_USING THE INFORMATION_
A. According to the page on GPT‑5 throughput numbers, why do benchmark results differ from one tester to another? Answer in one to three sentences.
B. In the page on GPT‑5 throughput numbers, what knob do OpenAI's public materials expose for changing inference behavior across the GPT‑5 variants?
C. Do these statements agree with the page on GPT‑5 throughput numbers? For each, answer yes or no and quote the words from the page that decide it.
(i) GPT‑5 (high) reaches roughly 65.5K tokens per second.
(ii) Dataconomy's ranking judges model suitability on throughput alone.
(iii) OpenAI's developer documentation gives GPT‑5 Chat the same pricing and rate limits as the API models.

_PAGE EXCERPT_
GPT‑5 throughput numbers
New model specs show GPT‑5 (high) achieving ~65.5K tokens/sec while ChatGPT‑5 clocks ~120K tokens/sec, positioning these builds as enterprise-grade low‑latency options. The published numbers are framing GPT‑5 as a go‑to choice for high‑throughput chat and automation services. ( )
Dataconomy’s AI Model Leaderboard publishes per-model throughput and latency metrics on its model pages and ranks GPT‑5 family variants alongside price and intelligence scores. OpenAI’s public materials describe a GPT‑5 family with multiple routed snapshots (gpt‑5‑main, gpt‑5‑thinking and lightweight nano/mini builds) and expose a reasoning.effort knob that changes inference behaviour across those variants. Independent benchmarking outlets that ran API-level tests report substantial throughput differences between GPT‑5 variants and ChatGPT builds and place GPT‑5 family models in the top tier for output tokens/sec while noting variant- and config-dependent spread. (artificialanalysis.ai; datastudios.org/post/speed-comparison-how-fast-is-chatgpt-with-gpt-5-versus-other-leading-ai-models-in-2025) OpenAI’s developer documentation lists GPT‑5 Chat as a ChatGPT snapshot with separate pricing and rate-limit regimes, and the published API model pages call out distinct speed/price tradeoffs for the family that developers must account for in production. Benchmark variance reported across testers is explained in part by inference-stack choices—speculative decoding, dynamic batching in vLLM-style servers, and specialized silicon —and an academic side‑channel analysis specifically ties speculative decoding techniques to measurable per‑iteration throughput behavior. (computertech.co on Cerebras deployment; developers.openai.com/guides/latency-optimization; arxiv.org/abs/2411.01076) Public leaderboards and independent test suites emphasise different operational metrics (tokens/sec, time‑to‑first‑token, context capacity, and cost per token), and Dataconomy’s ranking explicitly mixes throughput with cost and benchmarked “intelligence” scores when framing model suitability for enterprise workloads.

_MATERIAL SHOWN_

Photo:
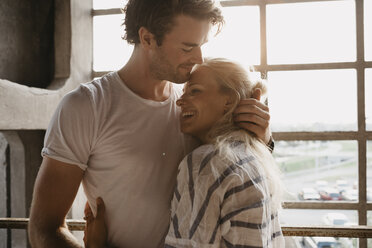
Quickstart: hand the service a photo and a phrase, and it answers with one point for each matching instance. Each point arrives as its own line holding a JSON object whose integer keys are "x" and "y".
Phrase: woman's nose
{"x": 180, "y": 102}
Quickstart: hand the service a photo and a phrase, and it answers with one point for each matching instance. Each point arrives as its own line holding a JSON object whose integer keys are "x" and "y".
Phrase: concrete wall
{"x": 45, "y": 52}
{"x": 26, "y": 42}
{"x": 23, "y": 107}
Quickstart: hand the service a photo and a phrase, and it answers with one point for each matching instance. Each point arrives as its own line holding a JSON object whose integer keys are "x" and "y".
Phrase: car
{"x": 350, "y": 195}
{"x": 308, "y": 194}
{"x": 320, "y": 242}
{"x": 335, "y": 219}
{"x": 321, "y": 184}
{"x": 330, "y": 194}
{"x": 342, "y": 185}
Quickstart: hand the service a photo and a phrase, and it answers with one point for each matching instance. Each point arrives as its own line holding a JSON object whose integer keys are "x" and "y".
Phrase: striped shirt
{"x": 217, "y": 203}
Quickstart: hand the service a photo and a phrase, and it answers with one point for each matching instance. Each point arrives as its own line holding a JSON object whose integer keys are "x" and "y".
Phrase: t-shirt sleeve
{"x": 70, "y": 133}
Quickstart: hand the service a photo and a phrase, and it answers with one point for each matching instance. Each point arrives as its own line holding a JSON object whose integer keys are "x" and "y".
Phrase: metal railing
{"x": 360, "y": 231}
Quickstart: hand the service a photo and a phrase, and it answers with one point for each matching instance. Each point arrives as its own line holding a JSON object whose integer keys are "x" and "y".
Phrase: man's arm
{"x": 254, "y": 116}
{"x": 55, "y": 189}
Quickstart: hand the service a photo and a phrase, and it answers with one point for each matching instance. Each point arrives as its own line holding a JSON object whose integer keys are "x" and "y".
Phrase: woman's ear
{"x": 229, "y": 102}
{"x": 257, "y": 94}
{"x": 146, "y": 38}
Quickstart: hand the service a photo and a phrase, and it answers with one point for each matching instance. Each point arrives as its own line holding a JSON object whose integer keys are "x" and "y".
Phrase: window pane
{"x": 368, "y": 98}
{"x": 327, "y": 242}
{"x": 110, "y": 52}
{"x": 319, "y": 217}
{"x": 108, "y": 4}
{"x": 234, "y": 41}
{"x": 368, "y": 29}
{"x": 321, "y": 100}
{"x": 318, "y": 170}
{"x": 311, "y": 32}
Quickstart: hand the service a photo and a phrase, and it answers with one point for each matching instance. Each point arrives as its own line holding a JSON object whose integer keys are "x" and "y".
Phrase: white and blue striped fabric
{"x": 219, "y": 203}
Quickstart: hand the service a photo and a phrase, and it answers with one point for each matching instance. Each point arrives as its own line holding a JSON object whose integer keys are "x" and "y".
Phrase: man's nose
{"x": 197, "y": 56}
{"x": 180, "y": 102}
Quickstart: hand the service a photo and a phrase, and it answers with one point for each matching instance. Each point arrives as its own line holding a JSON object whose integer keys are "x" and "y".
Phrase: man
{"x": 120, "y": 135}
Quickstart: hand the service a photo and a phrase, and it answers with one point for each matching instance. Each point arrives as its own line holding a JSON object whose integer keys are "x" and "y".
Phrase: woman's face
{"x": 202, "y": 104}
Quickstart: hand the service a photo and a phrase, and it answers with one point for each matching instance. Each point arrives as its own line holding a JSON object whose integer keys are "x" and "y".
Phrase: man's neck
{"x": 137, "y": 77}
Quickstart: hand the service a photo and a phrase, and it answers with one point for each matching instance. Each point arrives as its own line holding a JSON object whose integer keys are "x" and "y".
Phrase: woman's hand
{"x": 95, "y": 232}
{"x": 254, "y": 116}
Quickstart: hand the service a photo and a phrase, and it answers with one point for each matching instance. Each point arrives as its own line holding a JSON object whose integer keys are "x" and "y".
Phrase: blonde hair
{"x": 240, "y": 84}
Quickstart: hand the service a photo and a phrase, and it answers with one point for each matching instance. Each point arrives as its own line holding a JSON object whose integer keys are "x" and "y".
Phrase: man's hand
{"x": 95, "y": 232}
{"x": 254, "y": 116}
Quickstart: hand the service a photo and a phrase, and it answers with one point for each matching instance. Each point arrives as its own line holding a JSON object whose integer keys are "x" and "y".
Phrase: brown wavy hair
{"x": 158, "y": 16}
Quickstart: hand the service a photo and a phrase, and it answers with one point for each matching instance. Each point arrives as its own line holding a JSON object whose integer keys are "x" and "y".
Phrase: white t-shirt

_ANSWERS PER TASK_
A. The page says the variance comes partly from inference-stack choices: speculative decoding, dynamic batching in vLLM-style servers, and specialized silicon. It adds that an academic side‑channel analysis ties speculative decoding techniques to measurable per‑iteration throughput behavior.

B. A reasoning.effort knob.

C.
(i) Yes: "GPT‑5 (high) achieving ~65.5K tokens/sec"
(ii) No: "Dataconomy’s ranking explicitly mixes throughput with cost and benchmarked “intelligence” scores"
(iii) No: "lists GPT‑5 Chat as a ChatGPT snapshot with separate pricing and rate-limit regimes"